_EXTRACT TO READ_:
#####
The old comfort, however, was nowhere to be found. It felt as if I was sitting at a slot machine, pulling the lever over and over, waiting for this order, this pizza, this French fry to make me feel like I’d hit the jackpot. But the food just made me feel sick. My skin would itch, my stomach would turn. I’d get a headache.

By the latter half of 2022, I’d turned my temporary job into a permanent one, renewed my lease and had begun to ease further into the life of a member of the professional-managerial class. The maelstrom, if not completely calmed, was abating. Around that time, I began to experience odd cravings. One evening, I wanted lettuce. With apples and walnuts. And chicken — cold. I had to Google it to be sure, but I realized I wanted a Waldorf salad.

My culinary tastes have changed along with my socioeconomic position. I have come to accept that the kinds of food we eat and appreciate signal to the world and to ourselves something about who we are, about who we were, about who we have become. I’m fundamentally happy to now live a life where I not only understand references to the madeleine in Proust, but have actually eaten one (and at a writing class in the South of France, no less).

But I am mourning the loss of something I loved — I wish eating a McNugget could still transport me to a time of warmth and love and safety, a time when I didn’t know what a madeleine was, when I didn’t know any better.
#####
_WORKING DATA_:
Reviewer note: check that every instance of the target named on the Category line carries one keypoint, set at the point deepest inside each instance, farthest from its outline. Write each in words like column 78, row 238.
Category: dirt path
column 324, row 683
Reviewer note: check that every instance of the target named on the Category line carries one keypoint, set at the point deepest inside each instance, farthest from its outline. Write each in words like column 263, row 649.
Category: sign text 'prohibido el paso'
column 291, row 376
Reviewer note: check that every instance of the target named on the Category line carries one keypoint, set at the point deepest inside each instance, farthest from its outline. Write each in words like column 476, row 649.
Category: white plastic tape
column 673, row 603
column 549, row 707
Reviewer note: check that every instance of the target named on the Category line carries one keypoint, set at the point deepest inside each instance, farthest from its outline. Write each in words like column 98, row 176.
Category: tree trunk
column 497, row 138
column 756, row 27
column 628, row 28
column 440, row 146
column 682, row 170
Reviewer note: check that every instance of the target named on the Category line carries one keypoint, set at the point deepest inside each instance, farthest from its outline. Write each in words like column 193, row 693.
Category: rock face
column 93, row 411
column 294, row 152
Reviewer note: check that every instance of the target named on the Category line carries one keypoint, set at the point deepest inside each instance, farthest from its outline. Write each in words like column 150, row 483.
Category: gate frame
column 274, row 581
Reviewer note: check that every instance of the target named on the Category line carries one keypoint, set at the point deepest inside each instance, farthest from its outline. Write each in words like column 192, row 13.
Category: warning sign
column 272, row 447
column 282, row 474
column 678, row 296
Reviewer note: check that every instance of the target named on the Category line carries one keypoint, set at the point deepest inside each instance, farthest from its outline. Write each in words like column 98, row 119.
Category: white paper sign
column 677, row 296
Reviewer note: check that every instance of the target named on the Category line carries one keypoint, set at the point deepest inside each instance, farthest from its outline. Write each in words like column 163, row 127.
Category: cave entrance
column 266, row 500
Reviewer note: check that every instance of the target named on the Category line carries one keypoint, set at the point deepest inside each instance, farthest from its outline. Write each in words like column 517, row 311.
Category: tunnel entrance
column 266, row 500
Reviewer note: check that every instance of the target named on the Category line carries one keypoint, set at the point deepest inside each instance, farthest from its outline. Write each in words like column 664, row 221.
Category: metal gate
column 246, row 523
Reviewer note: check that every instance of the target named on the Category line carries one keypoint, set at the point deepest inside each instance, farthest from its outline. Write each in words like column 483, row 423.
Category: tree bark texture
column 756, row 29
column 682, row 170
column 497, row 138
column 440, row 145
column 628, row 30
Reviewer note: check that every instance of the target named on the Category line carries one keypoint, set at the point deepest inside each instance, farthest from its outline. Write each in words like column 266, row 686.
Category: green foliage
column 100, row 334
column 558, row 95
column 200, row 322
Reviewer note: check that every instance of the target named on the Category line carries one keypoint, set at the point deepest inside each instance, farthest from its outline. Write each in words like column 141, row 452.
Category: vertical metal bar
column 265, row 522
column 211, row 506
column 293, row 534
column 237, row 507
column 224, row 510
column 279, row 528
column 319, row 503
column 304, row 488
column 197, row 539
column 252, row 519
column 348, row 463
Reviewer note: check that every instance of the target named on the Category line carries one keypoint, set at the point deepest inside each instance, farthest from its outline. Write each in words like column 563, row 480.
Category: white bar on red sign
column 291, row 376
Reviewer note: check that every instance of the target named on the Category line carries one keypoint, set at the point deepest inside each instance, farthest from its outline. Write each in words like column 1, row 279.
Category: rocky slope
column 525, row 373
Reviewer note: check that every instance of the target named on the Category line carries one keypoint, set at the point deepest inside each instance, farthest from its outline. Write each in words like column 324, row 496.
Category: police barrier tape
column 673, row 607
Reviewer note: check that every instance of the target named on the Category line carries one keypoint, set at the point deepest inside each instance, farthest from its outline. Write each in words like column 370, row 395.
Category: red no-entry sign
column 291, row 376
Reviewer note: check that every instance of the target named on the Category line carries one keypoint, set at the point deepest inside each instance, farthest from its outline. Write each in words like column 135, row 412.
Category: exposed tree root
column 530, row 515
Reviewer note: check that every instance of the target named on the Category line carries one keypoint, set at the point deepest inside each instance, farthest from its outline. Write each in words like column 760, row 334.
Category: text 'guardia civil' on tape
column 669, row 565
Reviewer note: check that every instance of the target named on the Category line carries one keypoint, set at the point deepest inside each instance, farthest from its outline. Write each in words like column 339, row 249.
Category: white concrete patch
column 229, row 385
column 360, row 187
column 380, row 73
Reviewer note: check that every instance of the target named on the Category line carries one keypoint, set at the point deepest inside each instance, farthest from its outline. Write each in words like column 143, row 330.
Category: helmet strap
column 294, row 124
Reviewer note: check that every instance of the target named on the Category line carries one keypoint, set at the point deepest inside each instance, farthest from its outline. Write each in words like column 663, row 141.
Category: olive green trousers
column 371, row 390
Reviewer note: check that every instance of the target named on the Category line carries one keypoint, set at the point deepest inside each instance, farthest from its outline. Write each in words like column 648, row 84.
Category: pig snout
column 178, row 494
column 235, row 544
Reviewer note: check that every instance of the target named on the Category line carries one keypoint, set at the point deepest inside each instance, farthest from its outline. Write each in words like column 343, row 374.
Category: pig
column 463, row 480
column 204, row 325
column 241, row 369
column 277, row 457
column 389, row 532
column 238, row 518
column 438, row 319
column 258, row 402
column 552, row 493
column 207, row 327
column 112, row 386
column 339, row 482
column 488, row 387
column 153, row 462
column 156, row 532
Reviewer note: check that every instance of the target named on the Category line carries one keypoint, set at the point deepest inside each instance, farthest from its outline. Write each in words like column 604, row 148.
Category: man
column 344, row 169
#####
_WHAT YOU WILL DO_:
**1)** Render this sentence from the piece about food and class into Spanish: "My culinary tastes have changed along with my socioeconomic position."
**2)** Duplicate lines from the listing without any changes, starting at the line that contains "663, row 141." and stopping after the line that contains "column 235, row 544".

_ANSWERS GIVEN_:
**1)** Mis gustos culinarios han cambiado junto con mi posición socioeconómica.

**2)**
Reviewer note: check that every instance of the target named on the Category line carries one keypoint, set at the point deepest inside each instance, farthest from its outline. Write each in words like column 663, row 141.
Category: olive green trousers
column 371, row 390
Reviewer note: check that every instance of the target named on the Category line carries one keypoint, set at the point deepest inside each instance, farthest from its outline. Write each in words like column 648, row 84.
Category: pig snout
column 178, row 494
column 235, row 544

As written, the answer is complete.